*Selected excerpt:*
****************

The Future (of Film) is Female

We have a long way to go before women are treated as equals in the entertainment industry, but it’s at least safe to say that female filmmakers are finally getting some of the opportunities and recognition they deserve. In honor of International Women’s Day, I’m highlighting some of the directors making strides in the industry, paving the way for a future of diverse creators. These are five female directors to be on the lookout for in the upcoming future of film. 

Lulu Wang

If you haven’t watched Awkwafina’s powerful performance in The Farewell (2019), what are you waiting for? Personally, I watched it on a Southwest flight to my grandpa’s funeral and cried my little eyes out. Anyways… Wang’s feature film is a prime example of why we need more Asian female directors in the mainstream. There are too many stories untold, like this beautiful and harrowing tale based on Wang’s personal experience with the death of her grandmother. Hollywood does itself a disservice when it silences these narratives.

****************

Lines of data
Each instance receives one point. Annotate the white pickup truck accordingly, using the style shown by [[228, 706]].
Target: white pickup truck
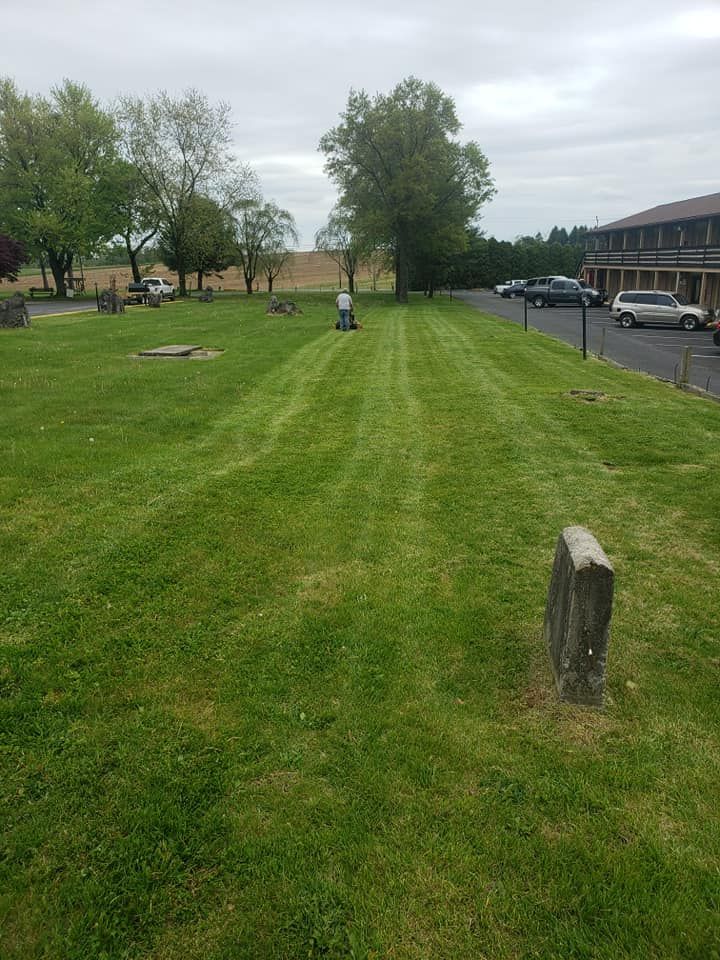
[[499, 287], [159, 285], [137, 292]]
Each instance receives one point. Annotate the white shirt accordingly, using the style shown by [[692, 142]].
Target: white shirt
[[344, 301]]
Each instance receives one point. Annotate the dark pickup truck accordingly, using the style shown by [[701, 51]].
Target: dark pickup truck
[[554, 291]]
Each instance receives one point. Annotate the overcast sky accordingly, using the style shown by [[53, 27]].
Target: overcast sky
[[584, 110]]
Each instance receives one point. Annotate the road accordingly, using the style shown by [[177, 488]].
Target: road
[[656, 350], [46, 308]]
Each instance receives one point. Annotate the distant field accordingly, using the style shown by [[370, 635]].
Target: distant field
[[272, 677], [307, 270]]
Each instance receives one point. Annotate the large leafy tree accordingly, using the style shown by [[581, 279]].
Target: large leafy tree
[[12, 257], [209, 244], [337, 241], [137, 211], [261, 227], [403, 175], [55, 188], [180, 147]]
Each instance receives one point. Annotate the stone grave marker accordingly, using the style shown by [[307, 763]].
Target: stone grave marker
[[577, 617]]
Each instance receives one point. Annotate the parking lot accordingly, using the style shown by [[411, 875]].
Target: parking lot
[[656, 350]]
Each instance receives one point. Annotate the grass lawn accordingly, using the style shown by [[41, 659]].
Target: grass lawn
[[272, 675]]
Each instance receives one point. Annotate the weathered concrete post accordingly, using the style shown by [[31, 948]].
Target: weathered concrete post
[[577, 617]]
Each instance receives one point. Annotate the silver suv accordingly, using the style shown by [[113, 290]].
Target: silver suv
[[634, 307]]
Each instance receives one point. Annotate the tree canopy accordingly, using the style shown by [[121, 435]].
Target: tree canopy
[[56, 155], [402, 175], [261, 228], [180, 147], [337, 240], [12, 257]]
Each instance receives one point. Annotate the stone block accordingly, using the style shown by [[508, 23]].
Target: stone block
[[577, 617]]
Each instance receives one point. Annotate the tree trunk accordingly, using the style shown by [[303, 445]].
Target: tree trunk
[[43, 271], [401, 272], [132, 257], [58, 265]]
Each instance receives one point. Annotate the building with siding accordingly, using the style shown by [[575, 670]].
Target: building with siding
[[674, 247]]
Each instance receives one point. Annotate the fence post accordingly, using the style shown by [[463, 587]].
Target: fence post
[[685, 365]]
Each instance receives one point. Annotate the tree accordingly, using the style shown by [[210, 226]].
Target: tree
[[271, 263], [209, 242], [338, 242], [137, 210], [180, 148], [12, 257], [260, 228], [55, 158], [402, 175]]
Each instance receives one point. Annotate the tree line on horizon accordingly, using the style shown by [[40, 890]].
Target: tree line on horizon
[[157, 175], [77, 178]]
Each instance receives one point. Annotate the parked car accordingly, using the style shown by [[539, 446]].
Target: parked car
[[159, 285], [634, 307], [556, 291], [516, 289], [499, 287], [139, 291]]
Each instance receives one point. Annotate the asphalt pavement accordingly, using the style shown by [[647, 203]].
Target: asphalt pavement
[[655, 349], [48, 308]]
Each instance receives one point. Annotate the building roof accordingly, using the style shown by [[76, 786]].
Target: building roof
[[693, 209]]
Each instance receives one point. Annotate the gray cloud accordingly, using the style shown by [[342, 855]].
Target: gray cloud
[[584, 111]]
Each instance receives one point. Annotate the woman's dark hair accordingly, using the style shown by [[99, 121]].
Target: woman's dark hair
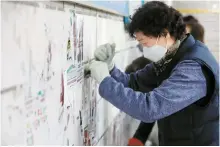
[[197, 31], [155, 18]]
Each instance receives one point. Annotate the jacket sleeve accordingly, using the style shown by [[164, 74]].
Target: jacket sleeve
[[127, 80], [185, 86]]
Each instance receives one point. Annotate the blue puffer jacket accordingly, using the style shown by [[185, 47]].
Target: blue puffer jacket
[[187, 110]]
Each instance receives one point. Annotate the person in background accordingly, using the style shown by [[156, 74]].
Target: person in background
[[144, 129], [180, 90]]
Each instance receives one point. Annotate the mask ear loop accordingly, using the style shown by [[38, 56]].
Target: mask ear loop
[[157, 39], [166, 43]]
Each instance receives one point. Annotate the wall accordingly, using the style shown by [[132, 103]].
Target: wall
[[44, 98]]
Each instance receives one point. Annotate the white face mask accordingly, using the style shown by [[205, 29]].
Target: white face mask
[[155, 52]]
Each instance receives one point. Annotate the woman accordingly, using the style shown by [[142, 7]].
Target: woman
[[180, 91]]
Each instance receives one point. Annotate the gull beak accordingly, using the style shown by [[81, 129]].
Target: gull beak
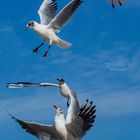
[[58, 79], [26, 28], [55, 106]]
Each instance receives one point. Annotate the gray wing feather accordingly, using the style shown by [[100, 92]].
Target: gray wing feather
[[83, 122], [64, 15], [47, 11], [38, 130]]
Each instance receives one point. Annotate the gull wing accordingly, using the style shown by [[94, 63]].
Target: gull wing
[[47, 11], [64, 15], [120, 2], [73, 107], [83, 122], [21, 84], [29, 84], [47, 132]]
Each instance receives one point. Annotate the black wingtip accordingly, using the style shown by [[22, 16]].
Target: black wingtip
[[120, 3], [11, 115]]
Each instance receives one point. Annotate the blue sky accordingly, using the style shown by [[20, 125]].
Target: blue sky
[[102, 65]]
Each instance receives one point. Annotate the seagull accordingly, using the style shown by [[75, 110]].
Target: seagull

****************

*Set task 1:* According to the article on female filmmakers, what is the story of The Farewell based on?
*Set task 2:* Repeat the article on female filmmakers word for word, from "If you haven’t" up to and including "silences these narratives.".
*Set task 3:* List every proper name in the body paragraphs of the article on female filmmakers, counting each person once.
The listing has no connection to the article.

*Full response 1:* It is based on Wang's personal experience with the death of her grandmother.

*Full response 2:*
If you haven’t watched Awkwafina’s powerful performance in The Farewell (2019), what are you waiting for? Personally, I watched it on a Southwest flight to my grandpa’s funeral and cried my little eyes out. Anyways… Wang’s feature film is a prime example of why we need more Asian female directors in the mainstream. There are too many stories untold, like this beautiful and harrowing tale based on Wang’s personal experience with the death of her grandmother. Hollywood does itself a disservice when it silences these narratives.

*Full response 3:* International Women's Day, Lulu Wang, Awkwafina, The Farewell, Southwest, Hollywood